WHAT IS EXPECTED =>
Where does the string "notice" occur in the records below? Copy every line that holds it.

DATASET ENTRIES =>
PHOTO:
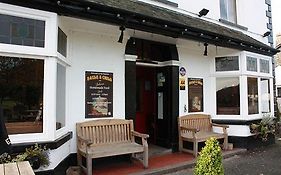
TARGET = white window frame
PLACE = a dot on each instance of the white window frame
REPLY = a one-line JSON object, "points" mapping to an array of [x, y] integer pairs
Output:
{"points": [[50, 19], [228, 13], [51, 57], [243, 74]]}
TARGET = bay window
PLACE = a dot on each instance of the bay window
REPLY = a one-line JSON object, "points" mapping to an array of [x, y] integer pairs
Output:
{"points": [[265, 95], [22, 31], [228, 96], [61, 87], [21, 94], [253, 102]]}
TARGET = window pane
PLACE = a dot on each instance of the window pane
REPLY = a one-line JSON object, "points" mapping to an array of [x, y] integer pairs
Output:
{"points": [[21, 94], [195, 95], [265, 95], [252, 64], [22, 31], [253, 103], [61, 85], [228, 10], [223, 9], [279, 91], [232, 11], [228, 96], [62, 42], [264, 66], [227, 63]]}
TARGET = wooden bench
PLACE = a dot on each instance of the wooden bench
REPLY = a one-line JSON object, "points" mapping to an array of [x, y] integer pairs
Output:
{"points": [[108, 137], [198, 128], [17, 168]]}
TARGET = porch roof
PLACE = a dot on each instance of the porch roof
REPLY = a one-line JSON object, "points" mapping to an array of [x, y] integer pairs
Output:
{"points": [[150, 18]]}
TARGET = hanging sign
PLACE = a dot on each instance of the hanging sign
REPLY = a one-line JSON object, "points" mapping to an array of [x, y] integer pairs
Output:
{"points": [[99, 94], [182, 72]]}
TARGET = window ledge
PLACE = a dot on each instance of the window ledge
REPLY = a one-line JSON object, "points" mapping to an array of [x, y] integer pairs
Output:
{"points": [[168, 2], [20, 147], [233, 24]]}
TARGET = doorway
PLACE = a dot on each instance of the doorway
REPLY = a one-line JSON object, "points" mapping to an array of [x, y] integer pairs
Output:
{"points": [[152, 90], [146, 101]]}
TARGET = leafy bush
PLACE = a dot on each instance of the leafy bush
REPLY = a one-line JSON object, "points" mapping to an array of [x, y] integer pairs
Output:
{"points": [[36, 151], [209, 161], [5, 158], [264, 127]]}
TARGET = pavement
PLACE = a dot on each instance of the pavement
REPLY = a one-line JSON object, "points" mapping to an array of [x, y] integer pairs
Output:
{"points": [[260, 161]]}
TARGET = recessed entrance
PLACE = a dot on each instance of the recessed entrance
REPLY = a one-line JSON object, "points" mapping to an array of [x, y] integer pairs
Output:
{"points": [[152, 90], [146, 101]]}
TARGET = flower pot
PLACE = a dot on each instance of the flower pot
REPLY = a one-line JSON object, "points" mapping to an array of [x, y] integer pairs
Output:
{"points": [[34, 162]]}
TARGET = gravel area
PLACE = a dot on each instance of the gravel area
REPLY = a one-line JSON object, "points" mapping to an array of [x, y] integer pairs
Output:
{"points": [[262, 161]]}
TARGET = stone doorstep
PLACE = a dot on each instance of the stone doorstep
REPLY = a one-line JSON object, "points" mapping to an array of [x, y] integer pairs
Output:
{"points": [[186, 165]]}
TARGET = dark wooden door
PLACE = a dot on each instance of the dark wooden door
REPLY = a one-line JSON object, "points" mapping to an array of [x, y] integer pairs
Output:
{"points": [[145, 101]]}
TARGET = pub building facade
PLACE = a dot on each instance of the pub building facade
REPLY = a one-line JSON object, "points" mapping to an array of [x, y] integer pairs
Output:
{"points": [[63, 62]]}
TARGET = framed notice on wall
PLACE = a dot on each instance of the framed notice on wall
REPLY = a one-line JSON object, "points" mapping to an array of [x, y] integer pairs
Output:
{"points": [[195, 95], [99, 94]]}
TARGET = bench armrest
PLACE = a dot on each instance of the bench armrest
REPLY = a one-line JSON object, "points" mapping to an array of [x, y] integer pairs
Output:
{"points": [[189, 129], [222, 126], [84, 140], [137, 134]]}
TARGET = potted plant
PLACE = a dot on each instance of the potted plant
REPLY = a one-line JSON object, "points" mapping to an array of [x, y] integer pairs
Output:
{"points": [[210, 159], [36, 155], [263, 128]]}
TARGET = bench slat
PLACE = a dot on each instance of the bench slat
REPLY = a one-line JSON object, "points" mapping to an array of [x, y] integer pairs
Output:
{"points": [[25, 168], [11, 168], [201, 122], [1, 169]]}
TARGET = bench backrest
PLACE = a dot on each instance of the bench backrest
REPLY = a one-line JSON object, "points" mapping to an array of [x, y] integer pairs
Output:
{"points": [[197, 121], [106, 131]]}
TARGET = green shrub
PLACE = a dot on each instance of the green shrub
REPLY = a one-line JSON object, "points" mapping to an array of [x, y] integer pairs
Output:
{"points": [[264, 127], [209, 161]]}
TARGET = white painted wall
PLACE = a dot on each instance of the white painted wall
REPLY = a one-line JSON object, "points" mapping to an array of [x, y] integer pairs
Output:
{"points": [[252, 14], [91, 48]]}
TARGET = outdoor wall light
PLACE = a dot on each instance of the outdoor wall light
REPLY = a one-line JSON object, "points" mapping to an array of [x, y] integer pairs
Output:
{"points": [[122, 28], [266, 33], [206, 49], [203, 12]]}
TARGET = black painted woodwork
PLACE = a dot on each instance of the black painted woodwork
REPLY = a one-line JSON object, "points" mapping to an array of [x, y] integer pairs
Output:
{"points": [[150, 18], [147, 50], [130, 90]]}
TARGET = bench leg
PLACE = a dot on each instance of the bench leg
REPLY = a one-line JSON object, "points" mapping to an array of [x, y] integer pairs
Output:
{"points": [[89, 165], [225, 143], [145, 157], [195, 148], [79, 159], [180, 144]]}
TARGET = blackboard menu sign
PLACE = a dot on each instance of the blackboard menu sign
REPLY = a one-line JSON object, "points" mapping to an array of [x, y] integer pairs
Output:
{"points": [[195, 95], [99, 94]]}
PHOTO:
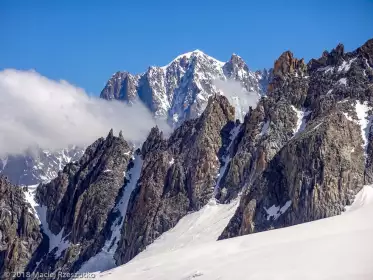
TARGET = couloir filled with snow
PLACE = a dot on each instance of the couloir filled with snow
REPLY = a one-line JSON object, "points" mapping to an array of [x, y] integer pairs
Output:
{"points": [[337, 248]]}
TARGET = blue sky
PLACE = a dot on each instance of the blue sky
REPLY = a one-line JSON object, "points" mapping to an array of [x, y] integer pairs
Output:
{"points": [[84, 42]]}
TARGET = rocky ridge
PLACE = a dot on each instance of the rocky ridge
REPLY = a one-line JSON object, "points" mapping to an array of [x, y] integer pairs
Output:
{"points": [[301, 154], [180, 90], [324, 161]]}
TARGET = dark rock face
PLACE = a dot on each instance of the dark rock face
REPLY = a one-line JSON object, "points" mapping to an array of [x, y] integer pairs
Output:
{"points": [[20, 235], [314, 176], [316, 154], [180, 90], [37, 166], [178, 176], [80, 202]]}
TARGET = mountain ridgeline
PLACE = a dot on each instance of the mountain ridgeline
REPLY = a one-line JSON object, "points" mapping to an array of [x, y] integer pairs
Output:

RESPONSE TO THE TASK =>
TARGET = framed notice on wall
PLACE = a dot on each instance of the framed notice on wall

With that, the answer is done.